**TASK PROMPT:**
Restate the data exactly as given and keep the pictures out.

**INPUT ROWS:**
================================
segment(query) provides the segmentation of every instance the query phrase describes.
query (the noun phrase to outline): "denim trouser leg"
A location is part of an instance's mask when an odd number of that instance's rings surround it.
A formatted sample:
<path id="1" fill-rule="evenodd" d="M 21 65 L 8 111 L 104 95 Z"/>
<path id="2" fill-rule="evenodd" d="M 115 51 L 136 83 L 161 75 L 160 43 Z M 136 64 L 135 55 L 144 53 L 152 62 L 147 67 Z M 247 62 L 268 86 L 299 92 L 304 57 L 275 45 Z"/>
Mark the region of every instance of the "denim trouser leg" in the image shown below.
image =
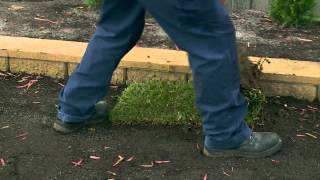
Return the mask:
<path id="1" fill-rule="evenodd" d="M 144 8 L 189 54 L 205 145 L 239 146 L 251 130 L 244 122 L 247 103 L 240 93 L 234 27 L 219 0 L 106 0 L 85 56 L 61 92 L 58 117 L 65 122 L 90 117 L 143 29 Z"/>
<path id="2" fill-rule="evenodd" d="M 219 0 L 138 0 L 189 54 L 205 145 L 239 146 L 251 130 L 240 93 L 234 26 Z"/>
<path id="3" fill-rule="evenodd" d="M 135 45 L 144 27 L 144 9 L 135 0 L 106 0 L 85 55 L 60 93 L 58 118 L 88 119 L 107 92 L 114 69 Z"/>

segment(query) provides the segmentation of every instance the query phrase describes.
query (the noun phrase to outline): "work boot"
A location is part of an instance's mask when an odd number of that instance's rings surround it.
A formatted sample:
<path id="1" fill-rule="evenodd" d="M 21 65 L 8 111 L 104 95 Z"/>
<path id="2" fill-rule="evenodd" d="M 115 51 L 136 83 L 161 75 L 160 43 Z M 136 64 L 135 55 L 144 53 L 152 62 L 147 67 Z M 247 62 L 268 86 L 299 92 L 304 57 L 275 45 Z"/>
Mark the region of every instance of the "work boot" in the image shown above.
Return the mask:
<path id="1" fill-rule="evenodd" d="M 203 154 L 208 157 L 246 157 L 262 158 L 271 156 L 281 149 L 282 140 L 272 132 L 253 132 L 248 140 L 238 148 L 215 150 L 203 148 Z"/>
<path id="2" fill-rule="evenodd" d="M 108 120 L 108 106 L 105 101 L 99 101 L 95 106 L 95 113 L 91 118 L 81 123 L 65 123 L 56 119 L 53 129 L 62 134 L 69 134 L 89 125 L 96 125 Z"/>

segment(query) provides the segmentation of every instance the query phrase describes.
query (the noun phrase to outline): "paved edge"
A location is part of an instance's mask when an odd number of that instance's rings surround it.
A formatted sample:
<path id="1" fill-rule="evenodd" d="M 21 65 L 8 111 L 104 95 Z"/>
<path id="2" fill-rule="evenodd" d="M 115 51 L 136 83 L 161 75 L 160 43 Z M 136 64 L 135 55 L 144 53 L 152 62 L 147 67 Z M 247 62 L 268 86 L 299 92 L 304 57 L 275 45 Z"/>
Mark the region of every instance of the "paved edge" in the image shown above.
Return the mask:
<path id="1" fill-rule="evenodd" d="M 0 36 L 0 70 L 66 78 L 86 47 L 82 42 Z M 320 101 L 320 62 L 241 55 L 239 59 L 245 86 L 258 81 L 267 96 Z M 192 80 L 187 53 L 135 47 L 122 59 L 112 83 L 148 80 Z"/>

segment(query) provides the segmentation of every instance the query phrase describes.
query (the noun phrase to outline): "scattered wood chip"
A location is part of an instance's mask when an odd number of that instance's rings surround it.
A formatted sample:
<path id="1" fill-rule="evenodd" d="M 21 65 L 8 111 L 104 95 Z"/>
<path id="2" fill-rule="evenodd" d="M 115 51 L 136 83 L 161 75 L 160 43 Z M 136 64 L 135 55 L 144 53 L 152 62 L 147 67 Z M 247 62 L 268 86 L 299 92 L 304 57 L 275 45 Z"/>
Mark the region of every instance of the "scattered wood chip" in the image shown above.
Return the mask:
================================
**RESULT:**
segment(query) provides the segmentation of every instance the query phrase describes.
query (the noun phrase to outline): "denim trouser leg"
A location is part of an instance's mask when an odd number of that instance's rings surround it.
A formatted sample:
<path id="1" fill-rule="evenodd" d="M 21 65 L 8 111 L 104 95 Z"/>
<path id="2" fill-rule="evenodd" d="M 115 51 L 136 83 L 161 75 L 160 43 Z M 136 64 L 135 55 L 144 53 L 152 62 L 147 67 Z M 247 62 L 268 86 L 299 92 L 304 57 L 275 45 Z"/>
Mark the region of every instance of the "denim trouser leg" in the image shown below.
image =
Return the mask:
<path id="1" fill-rule="evenodd" d="M 144 8 L 189 54 L 205 145 L 239 146 L 251 130 L 244 122 L 247 103 L 240 93 L 234 27 L 219 0 L 106 0 L 85 56 L 61 92 L 58 117 L 65 122 L 90 117 L 143 29 Z"/>
<path id="2" fill-rule="evenodd" d="M 219 0 L 138 0 L 189 54 L 205 145 L 239 146 L 251 130 L 240 93 L 234 26 Z"/>
<path id="3" fill-rule="evenodd" d="M 135 45 L 144 27 L 144 9 L 135 0 L 106 0 L 85 55 L 60 93 L 58 118 L 88 119 L 107 92 L 114 69 Z"/>

segment(query) provides the segmentation of every instance the query phrase describes.
query (the noun phrase to outline): "work boot"
A location is part of an instance's mask when an odd number of that instance's rings surround it.
A formatted sample:
<path id="1" fill-rule="evenodd" d="M 21 65 L 8 111 L 104 95 Z"/>
<path id="2" fill-rule="evenodd" d="M 115 51 L 136 83 L 161 75 L 160 43 Z M 136 64 L 135 55 L 144 53 L 152 62 L 147 67 Z M 247 62 L 268 86 L 299 92 L 304 57 L 275 45 Z"/>
Mark the region of every instance of the "work boot" in the image shown above.
Return the mask:
<path id="1" fill-rule="evenodd" d="M 203 154 L 208 157 L 246 157 L 262 158 L 271 156 L 281 149 L 282 140 L 272 132 L 253 132 L 248 140 L 238 148 L 215 150 L 203 148 Z"/>
<path id="2" fill-rule="evenodd" d="M 108 120 L 108 106 L 105 101 L 99 101 L 95 106 L 95 113 L 91 118 L 81 123 L 65 123 L 56 119 L 53 129 L 62 134 L 69 134 L 89 125 L 96 125 Z"/>

segment(query) provides the segmentation of every instance the query phrase describes.
query (the noun phrase to outline): "paved edge"
A location is part of an instance's mask when an odd number of that instance's rings surround it.
A formatted sample:
<path id="1" fill-rule="evenodd" d="M 21 65 L 8 111 L 104 95 Z"/>
<path id="2" fill-rule="evenodd" d="M 115 51 L 136 83 L 161 75 L 160 43 Z M 136 64 L 135 55 L 144 53 L 152 62 L 147 67 Z M 247 62 L 268 86 L 299 92 L 304 57 L 275 45 Z"/>
Mark the region of every instance of the "paved edge" in the image shown above.
Return the mask:
<path id="1" fill-rule="evenodd" d="M 0 36 L 0 70 L 66 78 L 86 47 L 82 42 Z M 320 101 L 320 62 L 241 55 L 239 59 L 245 86 L 258 81 L 267 96 Z M 192 80 L 187 53 L 135 47 L 122 59 L 112 83 L 148 80 Z"/>

segment(query) provides the segmentation of every instance the query phrase describes.
query (the noun phrase to outline): "scattered wood chip"
A location is part of an instance's mask when an odd number of that instance's rings surround it.
A formatted sample:
<path id="1" fill-rule="evenodd" d="M 21 65 L 8 111 L 104 95 Z"/>
<path id="2" fill-rule="evenodd" d="M 115 51 L 136 83 L 161 75 L 160 43 Z M 136 64 L 135 55 L 144 53 L 152 62 L 147 67 Z M 247 62 L 268 86 L 299 92 L 304 57 L 275 45 Z"/>
Mark the region of every instance of the "scattered wood chip" in the image shown above.
Return the mask:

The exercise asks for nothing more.